STATED PROBLEM: Pick out every line in the items below that contains the word "wall", and copy each such line in full. Matching is case-sensitive.

INPUT:
--- BEGIN ---

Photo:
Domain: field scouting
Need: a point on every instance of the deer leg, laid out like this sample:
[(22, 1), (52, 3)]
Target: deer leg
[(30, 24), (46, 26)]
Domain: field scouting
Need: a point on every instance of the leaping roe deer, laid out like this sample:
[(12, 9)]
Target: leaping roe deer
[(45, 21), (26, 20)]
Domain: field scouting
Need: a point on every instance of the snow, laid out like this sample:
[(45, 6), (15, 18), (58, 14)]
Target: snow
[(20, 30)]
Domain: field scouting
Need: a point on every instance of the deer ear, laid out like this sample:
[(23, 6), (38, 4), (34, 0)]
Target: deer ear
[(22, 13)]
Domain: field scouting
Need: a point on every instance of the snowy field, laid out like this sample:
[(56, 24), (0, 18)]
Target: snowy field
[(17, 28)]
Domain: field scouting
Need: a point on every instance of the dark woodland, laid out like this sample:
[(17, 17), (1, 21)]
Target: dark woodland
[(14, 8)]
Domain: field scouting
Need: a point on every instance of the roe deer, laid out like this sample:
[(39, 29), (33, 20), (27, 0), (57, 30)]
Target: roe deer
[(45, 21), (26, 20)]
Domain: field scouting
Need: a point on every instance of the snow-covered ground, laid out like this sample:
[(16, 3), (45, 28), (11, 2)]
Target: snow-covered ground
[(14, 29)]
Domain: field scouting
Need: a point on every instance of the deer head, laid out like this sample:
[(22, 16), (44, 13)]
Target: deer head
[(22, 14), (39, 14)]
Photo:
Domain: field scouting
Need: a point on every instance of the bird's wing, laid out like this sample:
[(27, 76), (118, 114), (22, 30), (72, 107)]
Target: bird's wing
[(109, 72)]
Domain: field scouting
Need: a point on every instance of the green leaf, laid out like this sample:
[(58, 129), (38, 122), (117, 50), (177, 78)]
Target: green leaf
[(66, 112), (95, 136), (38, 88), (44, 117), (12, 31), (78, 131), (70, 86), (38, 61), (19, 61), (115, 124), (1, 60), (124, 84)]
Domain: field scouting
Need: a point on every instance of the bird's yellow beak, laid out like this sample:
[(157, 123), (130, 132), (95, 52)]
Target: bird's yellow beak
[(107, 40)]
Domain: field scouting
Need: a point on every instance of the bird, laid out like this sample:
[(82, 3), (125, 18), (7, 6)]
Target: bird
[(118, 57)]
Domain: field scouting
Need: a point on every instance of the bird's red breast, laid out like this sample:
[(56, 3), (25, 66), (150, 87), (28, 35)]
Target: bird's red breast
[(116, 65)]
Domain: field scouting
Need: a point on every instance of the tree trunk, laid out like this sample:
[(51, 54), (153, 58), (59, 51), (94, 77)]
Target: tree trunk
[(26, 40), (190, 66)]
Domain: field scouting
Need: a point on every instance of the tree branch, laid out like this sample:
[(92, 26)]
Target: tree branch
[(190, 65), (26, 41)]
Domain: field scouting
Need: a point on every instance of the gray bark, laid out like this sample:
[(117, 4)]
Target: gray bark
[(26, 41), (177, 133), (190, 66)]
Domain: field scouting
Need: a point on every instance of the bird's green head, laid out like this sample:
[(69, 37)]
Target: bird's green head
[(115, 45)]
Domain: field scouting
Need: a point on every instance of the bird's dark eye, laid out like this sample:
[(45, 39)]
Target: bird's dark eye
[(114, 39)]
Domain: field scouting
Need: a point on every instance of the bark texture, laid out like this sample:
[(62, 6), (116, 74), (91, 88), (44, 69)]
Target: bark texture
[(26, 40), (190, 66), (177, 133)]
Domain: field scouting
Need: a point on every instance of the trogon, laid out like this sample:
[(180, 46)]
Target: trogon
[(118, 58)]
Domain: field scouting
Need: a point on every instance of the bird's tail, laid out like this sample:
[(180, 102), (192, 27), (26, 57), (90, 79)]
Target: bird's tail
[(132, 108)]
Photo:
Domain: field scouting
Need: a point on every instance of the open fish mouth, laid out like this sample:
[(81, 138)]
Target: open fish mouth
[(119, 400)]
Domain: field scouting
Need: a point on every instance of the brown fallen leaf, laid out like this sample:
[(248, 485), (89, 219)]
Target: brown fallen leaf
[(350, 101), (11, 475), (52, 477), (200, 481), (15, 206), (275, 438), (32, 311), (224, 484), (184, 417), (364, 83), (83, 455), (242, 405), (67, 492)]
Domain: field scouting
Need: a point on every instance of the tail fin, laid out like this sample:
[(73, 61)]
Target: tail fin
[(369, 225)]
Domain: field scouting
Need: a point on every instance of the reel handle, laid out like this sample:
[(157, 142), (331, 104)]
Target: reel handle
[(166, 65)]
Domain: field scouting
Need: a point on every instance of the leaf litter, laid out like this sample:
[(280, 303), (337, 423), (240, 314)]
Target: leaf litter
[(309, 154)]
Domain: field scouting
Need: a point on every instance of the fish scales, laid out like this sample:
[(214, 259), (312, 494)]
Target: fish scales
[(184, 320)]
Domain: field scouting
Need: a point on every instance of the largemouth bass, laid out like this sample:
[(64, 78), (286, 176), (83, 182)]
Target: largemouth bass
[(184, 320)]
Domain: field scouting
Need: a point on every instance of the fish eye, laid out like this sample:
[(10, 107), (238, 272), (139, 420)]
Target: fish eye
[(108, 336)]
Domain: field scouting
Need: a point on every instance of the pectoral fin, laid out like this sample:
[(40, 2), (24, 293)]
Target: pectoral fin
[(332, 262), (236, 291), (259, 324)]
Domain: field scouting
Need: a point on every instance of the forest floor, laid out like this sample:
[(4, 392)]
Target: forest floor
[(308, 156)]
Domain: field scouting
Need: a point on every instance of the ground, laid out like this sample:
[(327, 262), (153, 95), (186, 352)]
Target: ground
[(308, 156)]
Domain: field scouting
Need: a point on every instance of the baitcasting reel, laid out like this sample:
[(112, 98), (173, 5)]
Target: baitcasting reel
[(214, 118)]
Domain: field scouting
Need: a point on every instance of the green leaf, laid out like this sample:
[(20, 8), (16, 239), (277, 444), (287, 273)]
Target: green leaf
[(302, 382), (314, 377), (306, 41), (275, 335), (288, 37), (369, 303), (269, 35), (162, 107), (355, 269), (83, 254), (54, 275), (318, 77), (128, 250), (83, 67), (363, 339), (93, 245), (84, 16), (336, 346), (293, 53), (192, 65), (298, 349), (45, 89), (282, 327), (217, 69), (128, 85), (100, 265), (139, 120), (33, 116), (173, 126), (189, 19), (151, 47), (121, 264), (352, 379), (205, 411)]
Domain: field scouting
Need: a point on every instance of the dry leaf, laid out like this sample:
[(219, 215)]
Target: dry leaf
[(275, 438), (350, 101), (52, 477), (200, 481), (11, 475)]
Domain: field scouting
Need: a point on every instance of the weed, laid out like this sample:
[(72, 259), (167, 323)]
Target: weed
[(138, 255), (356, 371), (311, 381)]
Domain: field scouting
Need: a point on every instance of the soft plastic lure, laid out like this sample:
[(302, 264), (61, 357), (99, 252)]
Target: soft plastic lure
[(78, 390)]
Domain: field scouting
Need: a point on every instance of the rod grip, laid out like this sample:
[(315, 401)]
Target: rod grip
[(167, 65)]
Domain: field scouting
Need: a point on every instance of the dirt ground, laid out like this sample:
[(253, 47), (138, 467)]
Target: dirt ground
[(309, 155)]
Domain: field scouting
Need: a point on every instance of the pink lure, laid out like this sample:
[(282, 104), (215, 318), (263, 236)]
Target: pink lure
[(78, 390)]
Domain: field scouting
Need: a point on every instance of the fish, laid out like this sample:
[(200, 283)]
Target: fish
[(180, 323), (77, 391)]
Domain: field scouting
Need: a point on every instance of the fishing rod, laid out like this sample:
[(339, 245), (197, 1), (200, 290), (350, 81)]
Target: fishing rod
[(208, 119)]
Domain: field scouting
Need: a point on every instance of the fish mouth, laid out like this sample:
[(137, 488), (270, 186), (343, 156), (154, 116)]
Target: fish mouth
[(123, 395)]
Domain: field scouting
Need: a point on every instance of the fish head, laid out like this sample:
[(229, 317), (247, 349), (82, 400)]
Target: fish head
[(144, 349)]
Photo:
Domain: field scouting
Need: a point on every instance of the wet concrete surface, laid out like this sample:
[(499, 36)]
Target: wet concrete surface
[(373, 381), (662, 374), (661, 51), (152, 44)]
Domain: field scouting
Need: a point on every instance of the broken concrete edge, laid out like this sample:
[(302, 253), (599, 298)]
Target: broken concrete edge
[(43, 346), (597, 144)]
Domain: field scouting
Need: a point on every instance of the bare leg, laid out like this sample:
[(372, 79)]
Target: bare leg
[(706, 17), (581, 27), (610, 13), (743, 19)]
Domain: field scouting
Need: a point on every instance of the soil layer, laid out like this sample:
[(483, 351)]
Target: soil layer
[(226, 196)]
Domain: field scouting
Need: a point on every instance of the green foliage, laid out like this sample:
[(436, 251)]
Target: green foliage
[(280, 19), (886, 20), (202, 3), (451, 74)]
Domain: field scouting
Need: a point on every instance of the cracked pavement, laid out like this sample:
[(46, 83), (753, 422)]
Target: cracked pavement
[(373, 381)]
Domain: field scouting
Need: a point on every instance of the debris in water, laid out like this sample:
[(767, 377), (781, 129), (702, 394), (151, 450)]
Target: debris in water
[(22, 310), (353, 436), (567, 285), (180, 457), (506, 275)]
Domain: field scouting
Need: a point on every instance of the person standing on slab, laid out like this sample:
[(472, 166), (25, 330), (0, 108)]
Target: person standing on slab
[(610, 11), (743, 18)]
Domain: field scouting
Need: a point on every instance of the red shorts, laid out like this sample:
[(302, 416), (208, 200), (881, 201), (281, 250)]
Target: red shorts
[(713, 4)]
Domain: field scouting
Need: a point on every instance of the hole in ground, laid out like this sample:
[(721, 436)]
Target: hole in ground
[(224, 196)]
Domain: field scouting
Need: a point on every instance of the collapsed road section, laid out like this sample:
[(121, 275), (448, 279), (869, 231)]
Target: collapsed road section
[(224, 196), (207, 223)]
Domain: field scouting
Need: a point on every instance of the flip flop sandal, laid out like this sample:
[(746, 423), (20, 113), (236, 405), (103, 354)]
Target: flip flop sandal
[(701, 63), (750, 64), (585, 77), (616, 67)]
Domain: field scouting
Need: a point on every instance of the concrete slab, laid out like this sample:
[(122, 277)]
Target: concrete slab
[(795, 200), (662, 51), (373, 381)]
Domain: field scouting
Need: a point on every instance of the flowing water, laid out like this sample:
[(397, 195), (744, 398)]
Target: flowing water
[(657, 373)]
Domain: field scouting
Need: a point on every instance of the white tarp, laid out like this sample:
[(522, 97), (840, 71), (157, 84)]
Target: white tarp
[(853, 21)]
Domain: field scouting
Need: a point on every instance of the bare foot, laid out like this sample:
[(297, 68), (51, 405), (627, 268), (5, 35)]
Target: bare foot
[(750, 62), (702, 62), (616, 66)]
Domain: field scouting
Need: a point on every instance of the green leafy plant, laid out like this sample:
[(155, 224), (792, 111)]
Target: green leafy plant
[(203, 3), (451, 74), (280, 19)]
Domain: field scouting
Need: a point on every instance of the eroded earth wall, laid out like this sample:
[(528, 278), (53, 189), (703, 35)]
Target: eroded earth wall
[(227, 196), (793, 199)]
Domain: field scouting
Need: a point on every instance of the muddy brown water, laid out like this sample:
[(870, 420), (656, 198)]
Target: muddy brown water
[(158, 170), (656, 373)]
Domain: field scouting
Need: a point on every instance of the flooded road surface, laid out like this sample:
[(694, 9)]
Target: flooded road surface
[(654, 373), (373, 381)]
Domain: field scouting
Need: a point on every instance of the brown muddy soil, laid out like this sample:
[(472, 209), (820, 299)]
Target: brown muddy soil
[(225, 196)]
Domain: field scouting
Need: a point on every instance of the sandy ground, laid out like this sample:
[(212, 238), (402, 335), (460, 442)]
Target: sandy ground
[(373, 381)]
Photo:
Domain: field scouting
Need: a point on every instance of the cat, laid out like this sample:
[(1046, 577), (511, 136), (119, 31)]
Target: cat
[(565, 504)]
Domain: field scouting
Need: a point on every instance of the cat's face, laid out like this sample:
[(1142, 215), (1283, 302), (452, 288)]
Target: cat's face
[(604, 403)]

--- END ---

ANSWER TO THIS TASK:
Need: a point on every instance of the eroded earth wall, laid out like this sample:
Target: eroded earth wall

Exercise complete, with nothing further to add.